● TEXT PROVIDED:
Three Disciplines for Deploying Agentic AI in Industrial Firms
By Venkat Kumaraswami
For the past one year at least, boardrooms in energy, manufacturing, and engineering services have been asking a single question: when will agentic AI become reliable enough to deploy at industrial scale? I believe that that is the wrong question to ask. A better question is not whether the technology is ready, but whether the organization is.
A recent private roundtable titled Breakfast with Agents in Dallas, hosted by USEReady, brought together senior operations, data, and technology executives from industrial firms for this debate. The consensus that emerged there was neither optimistic nor pessimistic. It was pragmatic. Agentic AI – autonomous systems that can plan, reason, and execute tasks across enterprise workflows – is already capable of delivering measurable value in heavy industry. But the firms that succeed share three disciplines that have nothing to do with AI model architecture or compute budgets.
The First Discipline: Data Readiness as the Non‑Negotiable Foundation
The first discipline is the most consistently underestimated. Data readiness is where most enterprise AI programs fail or succeed. Clean, high‑quality, lineage-tracked data is not a precondition that can be addressed after deployment. It is the foundation.
USEReady’s Co-founder & CEO, Uday Hegde, said that given the breakneck pace at which AI is evolving, AI literacy is the new baseline for leadership. “In a landscape where AI evolves by the hour, knowledge sharing is not just a courtesy, it is a necessity,” he said. “Staying ahead requires a collective intelligence that moves as fast as the technology.”

● Stored items from a collection:
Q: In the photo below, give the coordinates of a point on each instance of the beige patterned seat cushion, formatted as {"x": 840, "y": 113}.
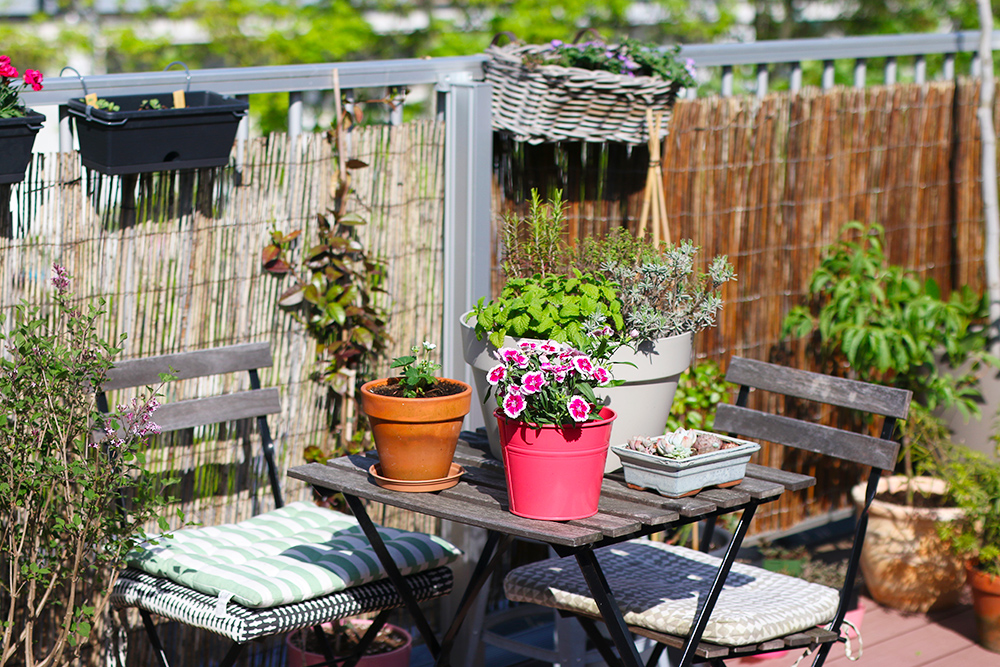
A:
{"x": 658, "y": 587}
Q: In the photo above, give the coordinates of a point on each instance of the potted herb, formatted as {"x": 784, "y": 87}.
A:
{"x": 876, "y": 322}
{"x": 685, "y": 461}
{"x": 132, "y": 134}
{"x": 588, "y": 91}
{"x": 554, "y": 432}
{"x": 390, "y": 648}
{"x": 18, "y": 124}
{"x": 649, "y": 296}
{"x": 415, "y": 419}
{"x": 974, "y": 485}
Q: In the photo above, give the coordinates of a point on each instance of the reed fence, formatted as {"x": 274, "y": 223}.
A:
{"x": 769, "y": 182}
{"x": 177, "y": 259}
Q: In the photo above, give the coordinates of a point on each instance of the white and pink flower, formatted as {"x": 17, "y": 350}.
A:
{"x": 579, "y": 409}
{"x": 533, "y": 382}
{"x": 583, "y": 365}
{"x": 497, "y": 374}
{"x": 514, "y": 404}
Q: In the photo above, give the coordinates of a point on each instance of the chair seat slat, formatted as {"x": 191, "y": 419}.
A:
{"x": 817, "y": 438}
{"x": 888, "y": 401}
{"x": 184, "y": 365}
{"x": 217, "y": 409}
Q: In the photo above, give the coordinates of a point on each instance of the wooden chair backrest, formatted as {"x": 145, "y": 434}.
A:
{"x": 255, "y": 403}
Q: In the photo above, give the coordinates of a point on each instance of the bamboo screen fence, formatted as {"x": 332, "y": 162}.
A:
{"x": 769, "y": 182}
{"x": 766, "y": 181}
{"x": 185, "y": 274}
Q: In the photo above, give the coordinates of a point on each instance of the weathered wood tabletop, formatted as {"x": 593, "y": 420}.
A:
{"x": 480, "y": 499}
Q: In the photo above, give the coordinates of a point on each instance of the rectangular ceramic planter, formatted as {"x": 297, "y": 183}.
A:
{"x": 130, "y": 141}
{"x": 675, "y": 478}
{"x": 17, "y": 136}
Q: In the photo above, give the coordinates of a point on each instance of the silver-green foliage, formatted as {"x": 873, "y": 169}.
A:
{"x": 664, "y": 295}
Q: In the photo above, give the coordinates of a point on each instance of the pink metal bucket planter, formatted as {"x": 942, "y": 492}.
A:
{"x": 554, "y": 473}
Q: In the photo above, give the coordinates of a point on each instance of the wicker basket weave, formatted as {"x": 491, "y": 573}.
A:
{"x": 552, "y": 103}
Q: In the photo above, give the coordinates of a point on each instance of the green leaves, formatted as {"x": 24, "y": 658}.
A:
{"x": 551, "y": 306}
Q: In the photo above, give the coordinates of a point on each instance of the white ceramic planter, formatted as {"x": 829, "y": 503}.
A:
{"x": 676, "y": 478}
{"x": 642, "y": 402}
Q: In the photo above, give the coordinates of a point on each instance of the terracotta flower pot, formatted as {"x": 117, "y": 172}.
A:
{"x": 415, "y": 437}
{"x": 398, "y": 657}
{"x": 554, "y": 473}
{"x": 986, "y": 603}
{"x": 905, "y": 564}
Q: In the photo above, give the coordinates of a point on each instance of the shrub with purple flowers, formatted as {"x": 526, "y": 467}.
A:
{"x": 63, "y": 533}
{"x": 629, "y": 58}
{"x": 550, "y": 382}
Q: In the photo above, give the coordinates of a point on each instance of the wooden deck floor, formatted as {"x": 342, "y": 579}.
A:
{"x": 895, "y": 639}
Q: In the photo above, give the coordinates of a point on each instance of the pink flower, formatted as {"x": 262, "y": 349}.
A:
{"x": 61, "y": 278}
{"x": 514, "y": 404}
{"x": 514, "y": 357}
{"x": 550, "y": 347}
{"x": 497, "y": 374}
{"x": 579, "y": 409}
{"x": 533, "y": 382}
{"x": 583, "y": 365}
{"x": 33, "y": 78}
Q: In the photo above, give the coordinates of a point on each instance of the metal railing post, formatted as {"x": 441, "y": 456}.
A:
{"x": 467, "y": 229}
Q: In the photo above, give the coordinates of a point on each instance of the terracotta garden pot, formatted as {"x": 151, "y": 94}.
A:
{"x": 986, "y": 603}
{"x": 398, "y": 657}
{"x": 554, "y": 473}
{"x": 905, "y": 564}
{"x": 415, "y": 437}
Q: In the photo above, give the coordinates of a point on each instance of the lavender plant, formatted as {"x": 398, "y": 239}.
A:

● REQUESTS:
1. Count the lines in the listing that contain the word "fence", treating case as significant, and give only that number.
2. Pick up the article on deploying agentic AI in industrial firms after its last sentence and keep writing.
This listing has no connection to the article.

● ANSWER LIST:
1. 2

2.
In a deep dive on Data Readiness, Madhu Bangalore, Head of Data & Analytics at HF Sinclair, and Nasir Zaidi, Principal at Ironwood Strategy Group offered three key takeaways:
- Clean data and high quality are not optional; they are the bedrock.
- Success is not a sprint but a marathon with milestones.
- Foundational maturity requires more than a budget – it requires business leaders who stay in the trenches.
Nasir Zaidi described modern data leadership as a dual mandate and said, “Delivering the high‑impact wins the business needs today while securing the foundational integrity it will demand tomorrow. Our role is to ensure stakeholders recognize that these structural investments are the essential catalysts for all future scale.”
Madhu Bangalore echoed the marathon metaphor. “Achieving global data readiness is not a sprint, but a disciplined marathon,” he said. “By treating our data products as strategic milestones, we ensure that while we build for the long‑term future, we are capturing tangible value and operational efficiency at every mile.”
The Second Discipline: Focused Execution from Ideation to Production
The second discipline is focused execution. A contract intelligence implementation at HF Sinclair was presented not as a polished case study but as an account of how an idea navigates the transition to production. The challenges were relatable: governance debates, user resistance, and the gap between visionary slide decks and working systems. The solutions, however, were proven. The session led by Arun Varadharajan and Teri Cazorla of HF Sinclair captivated the room with a realistic look at how an idea survives the transition to execution.
What made the HF Sinclair story compelling was not the technology itself but the discipline behind it. Teams that had spent hours manually searching through contracts to find, validate, and interpret terms now had a system that returned answers in seconds. But that outcome was the result of deliberate choices made at every stage i.e. on governance, on access, on user trust. The lesson for the room was straightforward: focused execution is not about moving fast. It is about moving carefully enough that the solution actually gets used.
The Third Discipline: Realized Value Through User Adoption and Leadership Sponsorship
The third discipline is realized value. AI value is not delivered by the technology alone. It is delivered by removing the friction between the technology and the people who need to use it.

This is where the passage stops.